──────── EXTRAIT DU TEXTE

Damien Chazelle a créé un film absorbant. Tout comme le rêve accapare entièrement un esprit, le film va engloutir ses personnages dans une image totalisante et ce par le biais des couleurs. Comme Vicente Minnelli avant lui, Damien Chazelle apparaît comme un héritier de l’abstraction lyrique déployant les sentiments et créant de nouveaux espaces rien que par ses jeux sur les couleurs. Dès la scène d’ouverture, les vêtements s’érigent en arc-en-ciel au-dessus de la ville mais la scène la plus intéressante à cet égard reste le numéro de Someone in the crowd. Dans leur maison, en plan séquence, notre héroïne, Mia, et ses colocataires, vont aller de pièce en pièce et ainsi de couleurs en couleurs comme si chaque teinte restait un choix, un possible. Rien n’est négatif, les couleurs sont débarrassées de leur fonction de symbole afin d’exister pour elles-mêmes, et elles ne sont qu’alternatives sans jamais s’opposer. Damien Chazelle décide de se défaire du manichéisme séparant le blanc et le noir. Dans un film où les teintes absorbent les caractères, ces deux non-couleurs deviennent des libérations et s’unissent pour faire ressortir les visages et les réussites. Rappelons-nous de Sebastien qui se voit transporté dans un lieu d’ombres alors que son esprit divague autant que ses doigts sur les touches blanches et noires d’un piano en harmonie, ou Mia effaçant le rideau vert en faisant scintiller ses cordes vocales pour son ultimes audition.
Les ténèbres et la lumière ne s’opposent plus, au contraire, ils jouent de concert pour dessiner le rêve, et les mauvais choix n’existent plus. Le dernier regard entre Mia et Sebastian métaphorise cette idée. Ils baignent tous deux dans les mêmes couleurs, un bleu foncé saupoudré de quelques rayons violets sauf qu’autour de lui les teintes sont plus épurées tandis qu’elle est enroulée dans les caresses veloutées de ces pigments. Pourtant elle ne représente pas le mauvais choix, et lui ne représente pas le bon. Clair ou foncé, noir ou blanc, lumière ou néant ne sont que deux alternatives et rien n’est condamnable, rien n’est criminel, au contraire, tout est possible. Et c’est ce qui fait que La La Land est réjouissant.

────────────────
──────── LIGNES ENREGISTRÉES

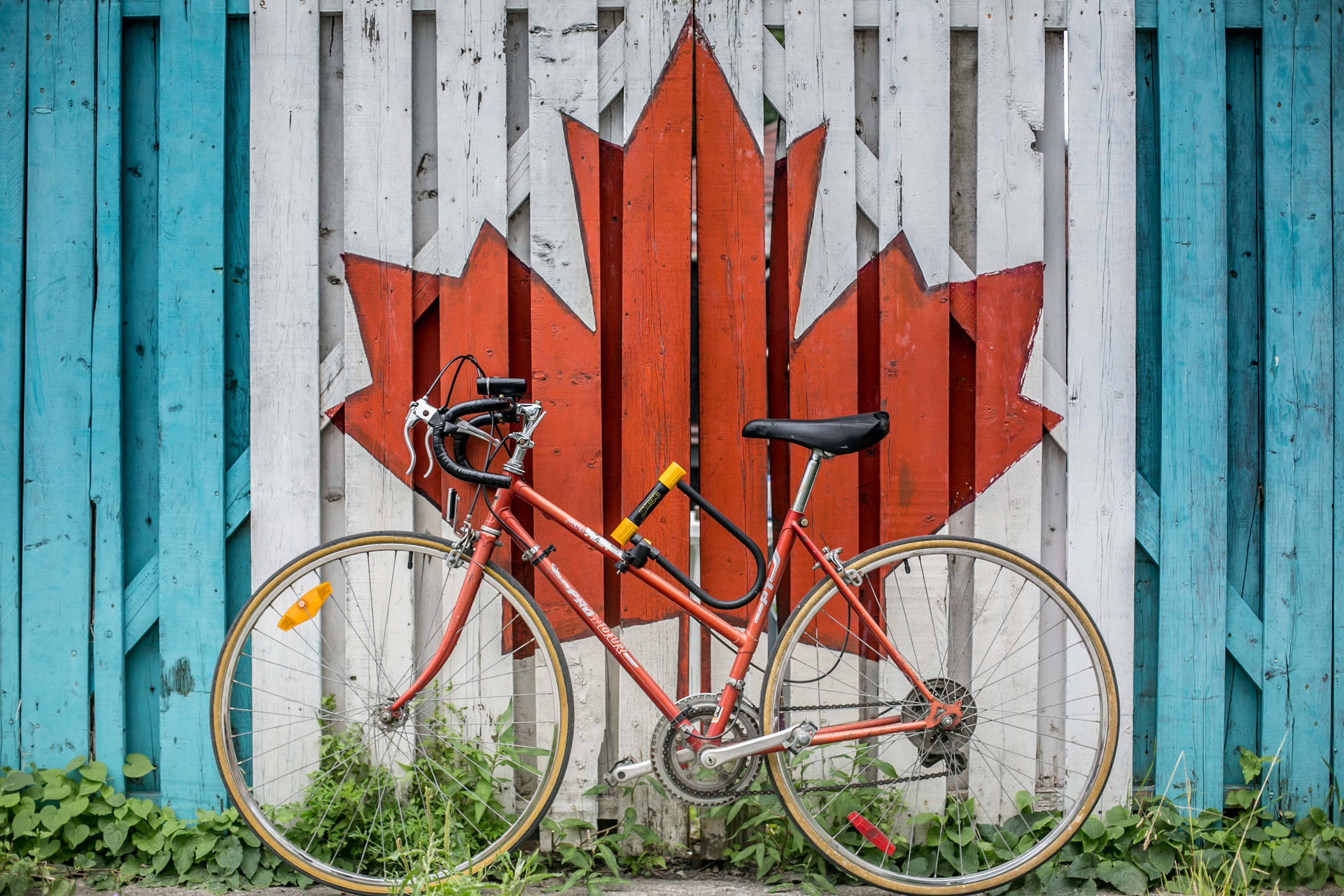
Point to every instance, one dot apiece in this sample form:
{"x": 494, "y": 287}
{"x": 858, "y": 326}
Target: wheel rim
{"x": 1053, "y": 637}
{"x": 318, "y": 767}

────────────────

• CONSIGNE DONNÉE 1:
Répondez aux questions suivantes à partir de l'extrait sur La La Land.
(a) À quel cinéaste l'extrait rapproche-t-il Damien Chazelle ?
(b) Quel numéro montre Mia et ses colocataires allant de pièce en pièce ?
(c) Dans quelles couleurs Mia et Sebastian baignent-ils lors de leur dernier regard ?
• CONSIGNE DONNÉE 2:
Reproduisez fidèlement le passage de l'extrait sur La La Land qui va de « Les ténèbres et » à « Land est réjouissant. ».
• CONSIGNE DONNÉE 3:
Expliquez en une à trois phrases ce qui, d'après l'extrait sur La La Land, rend ce film réjouissant.

• RÉPONSE PROPOSÉE 1:
(a) Vicente Minnelli.
(b) Le numéro de Someone in the crowd.
(c) Un bleu foncé saupoudré de quelques rayons violets.

• RÉPONSE PROPOSÉE 2:
Les ténèbres et la lumière ne s’opposent plus, au contraire, ils jouent de concert pour dessiner le rêve, et les mauvais choix n’existent plus. Le dernier regard entre Mia et Sebastian métaphorise cette idée. Ils baignent tous deux dans les mêmes couleurs, un bleu foncé saupoudré de quelques rayons violets sauf qu’autour de lui les teintes sont plus épurées tandis qu’elle est enroulée dans les caresses veloutées de ces pigments. Pourtant elle ne représente pas le mauvais choix, et lui ne représente pas le bon. Clair ou foncé, noir ou blanc, lumière ou néant ne sont que deux alternatives et rien n’est condamnable, rien n’est criminel, au contraire, tout est possible. Et c’est ce qui fait que La La Land est réjouissant.

• RÉPONSE PROPOSÉE 3:
Dans le film, clair ou foncé, noir ou blanc, lumière ou néant ne sont que deux alternatives. Rien n'y est condamnable ni criminel, et tout est possible. C'est ce qui rend La La Land réjouissant.